University of Hawaiʻi at Mānoa Professor Patricia Fryer participated as science advisor for the recent Mariana Trench expedition led by extreme explorer Victor Vescovo. During the expedition that ended on May 9, 2019, the submersible DSV Limiting Factor dove four times in the Challenger Deep area, reaching the greatest depth record, and once in the Sirena Deep, the second deepest part of the Mariana Trench.

Fryer, who is also a graduate of the Department of Earth Sciences in the UH Mānoa School of Ocean and Earth Science and Technology (SOEST), was requested to participate in this expedition for her expertise in the Mariana Trench. She was there when the first remotely-operated vehicle from the United States dove to the Challenger Deep in 2009.

Three people
Patricia Fryer flanked by filmmaker and explorer James Cameron and submersible designer Ron Allum at the end of the Deepsea Challenge expedition in front of the submersible Deepsea Challenger Submersible. (Photo credit: Chris Symons)

Fryer was a member of the expedition in 2012 when filmmaker and explorer James Cameron became the first person to complete a solo dive to the deepest place on Earth to date.

## DIRECTIONS:
A - Please repeat the records from the line containing "Where can the crop" through the end of the records, with 78 added to every coordinate number in the answers. Omit the picture placeholder.
B - Carry the passage about Patricia Fryer and the Mariana Trench expeditions further, starting after its final sentence.
The records have nothing to do with the Mariana Trench passage above.

## EXCERPTED RECORDS:
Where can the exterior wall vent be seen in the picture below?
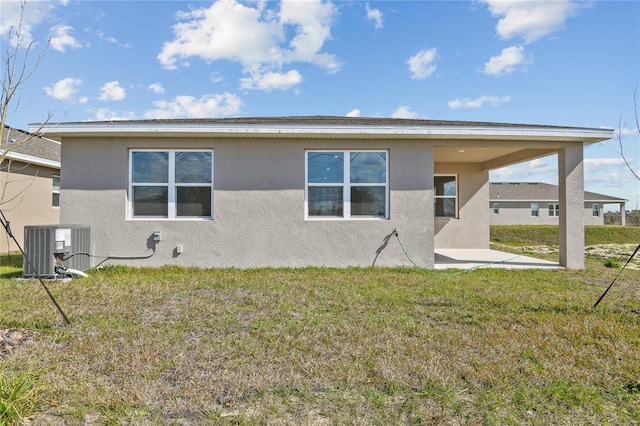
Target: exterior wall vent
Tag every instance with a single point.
(42, 242)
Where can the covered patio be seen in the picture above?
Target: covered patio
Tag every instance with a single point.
(487, 258)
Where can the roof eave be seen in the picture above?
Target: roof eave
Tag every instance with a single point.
(58, 131)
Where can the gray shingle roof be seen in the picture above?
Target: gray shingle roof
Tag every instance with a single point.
(537, 191)
(322, 120)
(25, 143)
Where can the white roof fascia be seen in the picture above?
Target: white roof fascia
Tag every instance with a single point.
(535, 200)
(475, 132)
(31, 159)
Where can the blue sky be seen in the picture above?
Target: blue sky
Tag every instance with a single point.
(569, 63)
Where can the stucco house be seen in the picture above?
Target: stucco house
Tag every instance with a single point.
(537, 203)
(301, 191)
(29, 183)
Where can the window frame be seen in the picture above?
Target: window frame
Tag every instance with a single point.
(55, 201)
(346, 185)
(535, 209)
(171, 185)
(455, 197)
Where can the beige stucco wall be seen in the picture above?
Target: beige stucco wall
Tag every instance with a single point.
(471, 228)
(26, 192)
(258, 206)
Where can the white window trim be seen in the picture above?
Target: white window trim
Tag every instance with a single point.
(171, 207)
(455, 216)
(537, 209)
(346, 185)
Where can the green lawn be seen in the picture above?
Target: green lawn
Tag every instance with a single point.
(328, 346)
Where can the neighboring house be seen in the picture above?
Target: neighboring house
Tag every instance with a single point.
(29, 183)
(537, 203)
(300, 191)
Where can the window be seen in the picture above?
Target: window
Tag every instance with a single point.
(347, 184)
(171, 184)
(55, 201)
(446, 196)
(535, 209)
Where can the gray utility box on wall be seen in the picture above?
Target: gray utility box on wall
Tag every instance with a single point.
(43, 241)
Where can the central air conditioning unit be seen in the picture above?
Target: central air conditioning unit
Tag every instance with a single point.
(43, 242)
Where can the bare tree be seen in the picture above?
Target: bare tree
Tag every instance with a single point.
(19, 64)
(621, 127)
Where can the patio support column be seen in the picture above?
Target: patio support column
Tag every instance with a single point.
(571, 192)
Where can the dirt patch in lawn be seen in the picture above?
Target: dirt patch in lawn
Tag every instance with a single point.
(12, 338)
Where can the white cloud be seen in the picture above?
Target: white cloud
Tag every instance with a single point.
(218, 105)
(259, 38)
(312, 21)
(626, 132)
(63, 89)
(530, 19)
(509, 59)
(61, 39)
(478, 102)
(112, 91)
(594, 164)
(156, 88)
(105, 114)
(404, 112)
(374, 15)
(421, 65)
(35, 12)
(271, 80)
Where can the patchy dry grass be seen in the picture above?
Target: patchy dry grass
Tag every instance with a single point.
(331, 346)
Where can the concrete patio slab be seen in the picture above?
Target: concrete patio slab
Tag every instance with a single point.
(486, 258)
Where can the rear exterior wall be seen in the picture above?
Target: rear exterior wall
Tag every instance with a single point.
(519, 213)
(258, 206)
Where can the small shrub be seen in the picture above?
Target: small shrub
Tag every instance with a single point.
(20, 395)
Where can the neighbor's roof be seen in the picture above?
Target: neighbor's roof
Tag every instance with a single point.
(30, 148)
(538, 191)
(324, 126)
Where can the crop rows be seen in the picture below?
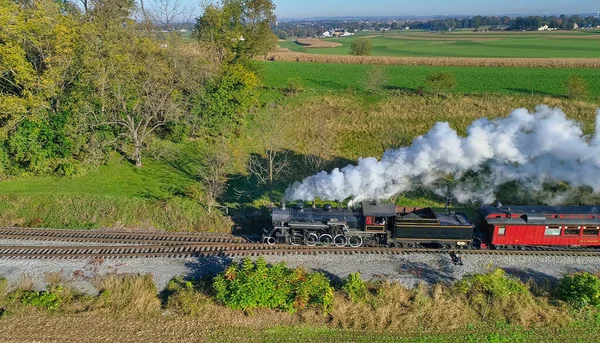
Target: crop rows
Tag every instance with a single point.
(483, 80)
(439, 61)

## RESPONSES TO THE TASKS:
A -
Where can the crop rows be seen in the picture below?
Target: crop rows
Tag every instance with a single point.
(561, 158)
(517, 139)

B -
“Being a part of this recent expedition was thrilling!” said Fryer. “This exemplifies the incredible, incremental advances we are making as a scientific community in looking at the world’s deepest ocean.”

The Limiting Factor was designed and built by Triton Submersibles, for Vescovo’s Five Deeps Expedition with the goal of reaching the deepest point in each of Earth’s five oceans. As the only submersible certified to dive to unlimited ocean depth, the Limiting Factor dove in the Puerto Rico Trench in the Atlantic, the South Sandwich Trench in the Southern Ocean, the Java Trench in the Indian Ocean and, most recently, the Challenger Deep in the Pacific. The Molloy Deep in the Arctic is the last of the remaining dives to complete the Five Deeps Expedition goal.

Sediment and rocks from the deep

Vescovo brought back sediment and a couple of rocks from the Sirena Deep that Fryer is examining at UH Mānoa.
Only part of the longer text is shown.